> _Problem details_:
From the line containing "</instance>" down to the last line of the records below, restate each line word for word and leave out the rest.

*** Data to examine Section Begins ***

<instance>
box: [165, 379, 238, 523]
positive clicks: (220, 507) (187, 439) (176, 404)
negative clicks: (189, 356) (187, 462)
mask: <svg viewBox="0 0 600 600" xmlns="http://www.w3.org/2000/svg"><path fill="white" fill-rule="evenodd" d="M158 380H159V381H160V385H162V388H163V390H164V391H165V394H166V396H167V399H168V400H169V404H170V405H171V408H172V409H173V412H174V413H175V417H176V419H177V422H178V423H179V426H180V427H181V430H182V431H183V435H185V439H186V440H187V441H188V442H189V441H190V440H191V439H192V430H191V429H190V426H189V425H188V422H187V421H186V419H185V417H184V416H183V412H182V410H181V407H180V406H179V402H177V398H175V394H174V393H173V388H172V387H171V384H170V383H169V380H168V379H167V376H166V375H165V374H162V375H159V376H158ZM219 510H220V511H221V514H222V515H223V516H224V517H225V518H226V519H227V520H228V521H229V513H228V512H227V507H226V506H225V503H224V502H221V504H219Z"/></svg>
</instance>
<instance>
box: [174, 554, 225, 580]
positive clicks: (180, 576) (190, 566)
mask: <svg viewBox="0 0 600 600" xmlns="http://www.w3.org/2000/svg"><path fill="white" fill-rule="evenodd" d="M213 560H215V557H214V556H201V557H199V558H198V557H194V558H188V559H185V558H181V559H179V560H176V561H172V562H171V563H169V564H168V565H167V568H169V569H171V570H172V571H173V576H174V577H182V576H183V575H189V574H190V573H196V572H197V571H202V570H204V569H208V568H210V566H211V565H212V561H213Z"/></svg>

*** Data to examine Section Ends ***

> _Response to the exercise_:
</instance>
<instance>
box: [174, 554, 225, 580]
positive clicks: (180, 576) (190, 566)
mask: <svg viewBox="0 0 600 600" xmlns="http://www.w3.org/2000/svg"><path fill="white" fill-rule="evenodd" d="M213 560H215V557H214V556H201V557H199V558H198V557H194V558H188V559H185V558H181V559H179V560H176V561H172V562H171V563H169V564H168V565H167V568H169V569H171V570H172V571H173V576H174V577H182V576H183V575H189V574H190V573H196V572H197V571H202V570H204V569H208V568H210V566H211V565H212V561H213Z"/></svg>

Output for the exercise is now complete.